_Goal of the exercise_. All lines from the one with "Could you please pick out the gazebo roof" to the end need to be copied exactly, with nothing before them.
-------- Supplied data --------
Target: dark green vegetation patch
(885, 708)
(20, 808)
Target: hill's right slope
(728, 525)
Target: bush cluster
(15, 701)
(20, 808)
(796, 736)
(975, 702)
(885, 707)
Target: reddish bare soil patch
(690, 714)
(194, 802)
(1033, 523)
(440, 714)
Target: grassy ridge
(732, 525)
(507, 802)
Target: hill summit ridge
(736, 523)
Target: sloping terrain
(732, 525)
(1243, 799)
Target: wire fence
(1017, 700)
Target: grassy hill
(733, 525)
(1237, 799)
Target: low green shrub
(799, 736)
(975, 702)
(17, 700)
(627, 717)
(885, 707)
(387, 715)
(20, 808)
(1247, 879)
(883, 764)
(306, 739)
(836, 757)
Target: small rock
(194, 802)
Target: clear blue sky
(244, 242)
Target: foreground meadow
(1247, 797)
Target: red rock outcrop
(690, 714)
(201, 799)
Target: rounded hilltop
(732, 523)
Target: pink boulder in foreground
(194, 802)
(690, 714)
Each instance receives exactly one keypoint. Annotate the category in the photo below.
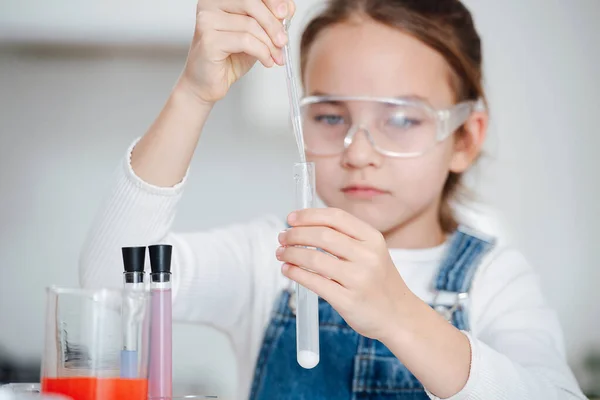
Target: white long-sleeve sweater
(229, 278)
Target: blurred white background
(79, 80)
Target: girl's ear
(469, 141)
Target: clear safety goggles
(395, 127)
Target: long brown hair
(444, 25)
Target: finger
(336, 219)
(315, 261)
(328, 239)
(327, 289)
(261, 13)
(281, 8)
(243, 42)
(243, 23)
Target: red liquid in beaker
(82, 388)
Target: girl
(392, 120)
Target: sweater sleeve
(213, 271)
(516, 340)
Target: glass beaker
(97, 343)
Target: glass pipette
(294, 102)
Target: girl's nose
(360, 152)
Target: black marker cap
(134, 258)
(160, 258)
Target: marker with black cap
(161, 346)
(133, 279)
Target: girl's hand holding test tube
(360, 281)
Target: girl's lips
(362, 192)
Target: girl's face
(399, 197)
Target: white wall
(65, 121)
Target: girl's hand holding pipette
(230, 36)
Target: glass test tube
(161, 346)
(307, 302)
(131, 308)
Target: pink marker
(161, 348)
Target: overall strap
(464, 254)
(455, 275)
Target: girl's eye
(402, 121)
(329, 119)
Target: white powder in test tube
(308, 359)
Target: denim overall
(353, 367)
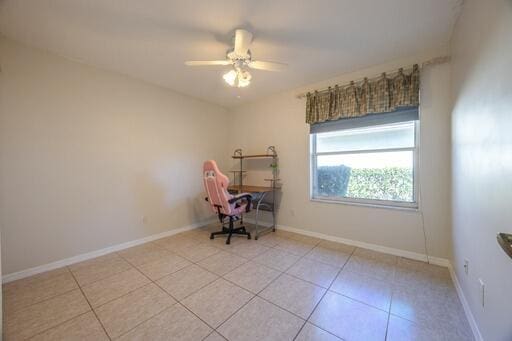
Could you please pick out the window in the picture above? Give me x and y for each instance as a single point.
(367, 165)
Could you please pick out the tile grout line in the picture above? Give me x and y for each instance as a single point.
(277, 246)
(257, 295)
(320, 300)
(90, 306)
(177, 301)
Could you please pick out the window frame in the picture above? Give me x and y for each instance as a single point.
(414, 205)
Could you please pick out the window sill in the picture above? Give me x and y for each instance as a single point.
(412, 208)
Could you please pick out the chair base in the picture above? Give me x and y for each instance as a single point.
(231, 231)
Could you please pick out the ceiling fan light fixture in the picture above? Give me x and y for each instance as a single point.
(230, 77)
(237, 78)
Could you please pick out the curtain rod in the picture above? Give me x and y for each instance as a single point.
(433, 61)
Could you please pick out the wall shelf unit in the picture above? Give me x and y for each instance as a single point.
(264, 197)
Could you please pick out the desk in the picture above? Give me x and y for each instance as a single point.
(258, 194)
(249, 189)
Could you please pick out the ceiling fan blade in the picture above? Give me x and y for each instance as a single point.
(267, 66)
(207, 62)
(243, 39)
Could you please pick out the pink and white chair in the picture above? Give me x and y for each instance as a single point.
(223, 203)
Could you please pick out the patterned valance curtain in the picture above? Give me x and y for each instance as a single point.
(381, 95)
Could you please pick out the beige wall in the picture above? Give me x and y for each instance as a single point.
(86, 153)
(482, 160)
(280, 121)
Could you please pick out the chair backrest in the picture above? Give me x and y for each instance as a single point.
(216, 186)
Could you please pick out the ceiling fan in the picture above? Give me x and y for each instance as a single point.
(239, 57)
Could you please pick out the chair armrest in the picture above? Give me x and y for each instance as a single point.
(240, 197)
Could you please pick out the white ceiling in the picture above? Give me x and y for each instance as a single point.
(151, 39)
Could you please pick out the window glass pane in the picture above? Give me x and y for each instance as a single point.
(397, 135)
(381, 176)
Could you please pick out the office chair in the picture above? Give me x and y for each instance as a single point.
(223, 203)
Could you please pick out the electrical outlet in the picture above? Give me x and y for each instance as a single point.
(482, 291)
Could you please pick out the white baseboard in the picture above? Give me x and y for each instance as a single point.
(93, 254)
(465, 305)
(384, 249)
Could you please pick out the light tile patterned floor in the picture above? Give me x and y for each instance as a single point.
(284, 286)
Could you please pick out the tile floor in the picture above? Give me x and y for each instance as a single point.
(282, 287)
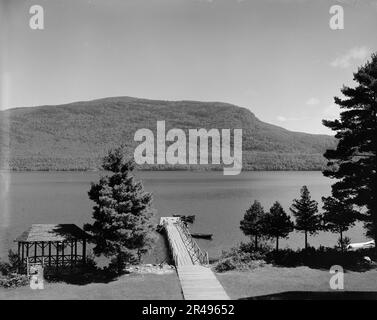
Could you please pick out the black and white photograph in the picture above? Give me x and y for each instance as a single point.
(189, 151)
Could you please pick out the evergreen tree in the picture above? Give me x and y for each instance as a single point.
(122, 229)
(277, 223)
(338, 216)
(353, 163)
(252, 223)
(305, 211)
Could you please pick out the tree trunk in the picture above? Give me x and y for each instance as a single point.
(256, 242)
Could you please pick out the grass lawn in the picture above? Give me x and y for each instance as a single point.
(269, 280)
(129, 287)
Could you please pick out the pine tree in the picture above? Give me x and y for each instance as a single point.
(305, 211)
(252, 223)
(338, 216)
(353, 163)
(277, 223)
(122, 230)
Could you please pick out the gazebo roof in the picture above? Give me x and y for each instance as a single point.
(53, 233)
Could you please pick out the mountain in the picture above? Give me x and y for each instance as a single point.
(75, 136)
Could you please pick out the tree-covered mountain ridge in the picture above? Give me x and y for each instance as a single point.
(75, 136)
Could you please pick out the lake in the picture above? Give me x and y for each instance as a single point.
(218, 201)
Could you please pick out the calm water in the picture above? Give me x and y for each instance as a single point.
(218, 202)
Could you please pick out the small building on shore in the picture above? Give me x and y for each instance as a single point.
(53, 245)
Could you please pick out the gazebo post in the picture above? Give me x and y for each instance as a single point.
(27, 251)
(62, 253)
(19, 257)
(57, 254)
(84, 251)
(35, 251)
(75, 250)
(22, 253)
(49, 253)
(71, 253)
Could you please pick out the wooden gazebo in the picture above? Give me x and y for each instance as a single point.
(54, 245)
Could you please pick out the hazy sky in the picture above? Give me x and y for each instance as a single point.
(279, 58)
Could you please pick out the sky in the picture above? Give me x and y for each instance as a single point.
(278, 58)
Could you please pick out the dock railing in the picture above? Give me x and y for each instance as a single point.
(197, 255)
--------
_Worked solution_.
Could you please pick out the gazebo roof in the picture above? Give me x and y for each instance as a single point.
(53, 233)
Could you please pick out the mountain in the picture above? Give me x and y for each instance as a single point.
(75, 136)
Could you please pick out the tree-covered mountain ridge in the picture above? Give me x and y for each instance as a single point.
(75, 136)
Could you please pick out the lake in the picture above? Give me x and y for each instance as a single point.
(218, 201)
Could you please pick out the calm water in the picture above? Give me x and y for each instance as a single point.
(218, 202)
Could you please pick out the small building on shore in the picture above? Give me x and y for each instance as a single point.
(53, 245)
Could you please pick out the gazebo post in the picture above? Give me x and y for each instance as a single point.
(27, 251)
(62, 253)
(19, 257)
(57, 254)
(84, 251)
(35, 251)
(75, 250)
(22, 253)
(49, 253)
(71, 253)
Could you please pick out the wooden gazebo in the picture above? Give me x and y for each instance as a single point.
(54, 245)
Could you please pick out the hazy sky in the picture above? Give me x and y for each instance as a single point.
(279, 58)
Could you please pick out the sky in the picture above? Give me x and y for each instance as a single point.
(278, 58)
Could you please pick out the dock railing in the picture above? Give me x and y for each instance as a single point.
(197, 255)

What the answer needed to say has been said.